Start of Source material

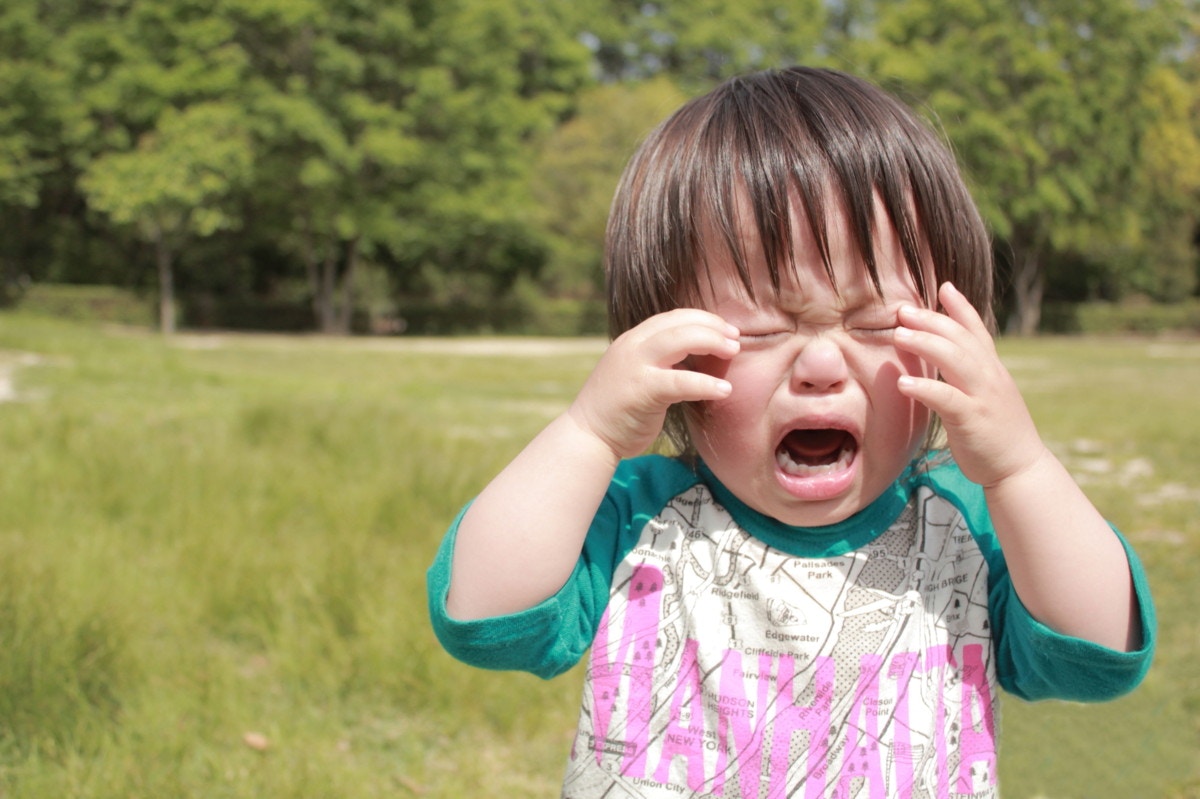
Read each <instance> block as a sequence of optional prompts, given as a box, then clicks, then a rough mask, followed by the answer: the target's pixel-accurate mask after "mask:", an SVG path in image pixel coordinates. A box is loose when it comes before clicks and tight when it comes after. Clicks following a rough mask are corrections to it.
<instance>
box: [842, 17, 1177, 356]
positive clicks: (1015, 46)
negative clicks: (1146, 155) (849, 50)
mask: <svg viewBox="0 0 1200 799" xmlns="http://www.w3.org/2000/svg"><path fill="white" fill-rule="evenodd" d="M876 12H877V23H876V37H875V40H874V41H871V42H870V43H868V44H865V46H864V47H863V49H862V50H860V55H862V56H863V58H864V59H865V61H866V62H868V64H869V65H870V70H871V72H872V73H874V76H875V77H876V78H877V79H881V80H882V82H883V83H886V84H888V85H889V86H892V88H894V89H898V90H900V91H901V92H902V94H907V95H911V96H916V97H918V98H919V100H920V101H922V102H923V103H924V104H926V106H928V107H929V108H930V109H931V110H932V113H934V114H935V115H936V118H937V120H938V121H940V122H941V124H942V125H943V126H944V130H946V132H947V134H948V137H949V139H950V140H952V142H953V143H954V146H955V149H956V150H958V152H959V155H960V157H961V160H962V162H964V163H965V167H966V172H967V174H968V175H970V178H971V179H972V180H973V182H974V192H976V197H977V199H978V202H979V205H980V209H982V211H983V214H984V216H985V218H986V220H988V221H989V222H990V224H991V227H992V228H994V230H995V233H996V234H997V236H998V238H1000V239H1001V240H1002V241H1003V244H1004V248H1006V250H1007V252H1008V253H1010V257H1012V268H1013V295H1014V300H1015V312H1014V317H1013V319H1012V320H1010V325H1009V326H1010V329H1012V330H1014V331H1018V332H1021V334H1032V332H1033V331H1036V330H1037V326H1038V323H1039V319H1040V306H1042V299H1043V293H1044V289H1045V268H1046V263H1048V259H1049V258H1050V257H1051V254H1054V253H1056V252H1057V253H1062V252H1076V253H1078V252H1086V251H1087V250H1088V248H1092V247H1094V246H1096V244H1097V242H1105V244H1106V245H1109V246H1111V245H1115V244H1117V242H1120V241H1122V240H1124V239H1126V238H1127V236H1128V235H1129V232H1130V230H1133V229H1135V227H1136V215H1138V214H1139V209H1135V208H1132V206H1129V204H1128V203H1124V202H1123V200H1126V199H1127V198H1128V197H1129V196H1130V192H1132V191H1133V186H1134V184H1135V181H1136V175H1138V169H1139V167H1140V158H1139V154H1140V152H1141V148H1142V143H1144V139H1145V136H1146V132H1147V130H1148V128H1150V127H1151V125H1152V124H1153V120H1152V119H1151V118H1150V115H1148V114H1147V113H1145V112H1147V108H1146V106H1145V104H1142V103H1141V102H1140V100H1141V98H1142V96H1144V95H1145V92H1146V91H1147V83H1148V82H1150V79H1151V77H1152V76H1153V74H1154V72H1156V70H1157V68H1158V65H1159V64H1162V60H1163V56H1164V54H1165V52H1166V48H1168V47H1169V46H1170V44H1172V43H1174V42H1175V41H1176V40H1177V24H1176V23H1177V13H1178V12H1177V7H1176V6H1175V4H1174V2H1171V0H1164V1H1160V2H1144V1H1140V0H1090V1H1088V2H1076V1H1074V0H1072V1H1068V0H1020V1H1016V2H1013V1H1012V0H906V1H904V2H895V4H880V5H878V6H877V10H876Z"/></svg>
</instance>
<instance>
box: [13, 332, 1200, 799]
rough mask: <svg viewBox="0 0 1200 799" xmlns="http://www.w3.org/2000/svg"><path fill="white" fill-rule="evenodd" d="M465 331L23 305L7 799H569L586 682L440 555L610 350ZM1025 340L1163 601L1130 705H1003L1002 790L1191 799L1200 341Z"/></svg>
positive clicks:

End of Source material

• _What you need to do_: Your answer should be every line above that contains the word "rough".

• _The answer_:
Read each <instance> block as a sequence of optional prompts, given as a box, then clicks, then a rough mask, followed by the answer: the target's pixel-accurate mask after "mask:", an SVG path in image pixel coordinates. A box is loose when it comes before clicks and tight when it comes after. Clicks following a rough mask are corrections to it.
rough mask: <svg viewBox="0 0 1200 799" xmlns="http://www.w3.org/2000/svg"><path fill="white" fill-rule="evenodd" d="M465 331L23 305L7 799H569L586 682L440 555L610 350ZM1025 340L1163 601L1130 705H1003L1002 790L1191 799L1200 341Z"/></svg>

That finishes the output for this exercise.